MATERIAL FOR THE TASK:
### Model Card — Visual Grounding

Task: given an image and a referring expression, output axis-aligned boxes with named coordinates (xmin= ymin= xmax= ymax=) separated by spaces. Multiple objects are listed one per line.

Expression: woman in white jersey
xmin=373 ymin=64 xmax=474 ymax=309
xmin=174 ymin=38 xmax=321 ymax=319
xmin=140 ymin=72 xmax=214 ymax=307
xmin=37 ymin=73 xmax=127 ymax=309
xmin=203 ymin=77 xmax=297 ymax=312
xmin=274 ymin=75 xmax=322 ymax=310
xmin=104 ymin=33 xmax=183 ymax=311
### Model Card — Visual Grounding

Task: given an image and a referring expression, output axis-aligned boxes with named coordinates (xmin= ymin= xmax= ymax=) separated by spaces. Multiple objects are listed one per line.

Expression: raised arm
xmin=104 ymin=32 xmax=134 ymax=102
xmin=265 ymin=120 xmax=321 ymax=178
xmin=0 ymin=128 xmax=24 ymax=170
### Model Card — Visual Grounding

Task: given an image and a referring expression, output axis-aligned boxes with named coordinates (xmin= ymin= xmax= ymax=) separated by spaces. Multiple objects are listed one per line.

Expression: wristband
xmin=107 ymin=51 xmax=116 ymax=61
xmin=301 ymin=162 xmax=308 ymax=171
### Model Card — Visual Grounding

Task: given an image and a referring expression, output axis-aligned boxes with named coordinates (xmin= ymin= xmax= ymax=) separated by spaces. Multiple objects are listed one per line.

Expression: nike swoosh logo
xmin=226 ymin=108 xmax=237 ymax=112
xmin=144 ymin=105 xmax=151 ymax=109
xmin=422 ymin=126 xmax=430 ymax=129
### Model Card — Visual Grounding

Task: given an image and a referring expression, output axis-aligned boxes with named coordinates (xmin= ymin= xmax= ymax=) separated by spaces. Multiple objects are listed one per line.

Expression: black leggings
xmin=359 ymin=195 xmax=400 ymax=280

WHAT YOU WILL DO: Only the lines from the one containing "Expression: wristband" through the end of the entries above belong in the answer; repeat them exactly.

SOLUTION:
Expression: wristband
xmin=107 ymin=51 xmax=116 ymax=61
xmin=301 ymin=162 xmax=308 ymax=171
### Model Card — Visual Grounding

Task: given an image and a referring expression, output axis-aligned boxes with named coordinates (xmin= ymin= xmax= ymax=) separated by spaces. Multiple objects are listed one per line.

Expression: nike swoosh logo
xmin=226 ymin=108 xmax=237 ymax=112
xmin=144 ymin=105 xmax=151 ymax=109
xmin=422 ymin=126 xmax=430 ymax=129
### Model Card — Visual Grounding

Task: given an image and a referring expression, output axis-aligned boxes with named coordinates (xmin= ymin= xmax= ymax=) separated by spaces. Multiple objects are listed one per line.

Expression: black leggings
xmin=359 ymin=195 xmax=400 ymax=280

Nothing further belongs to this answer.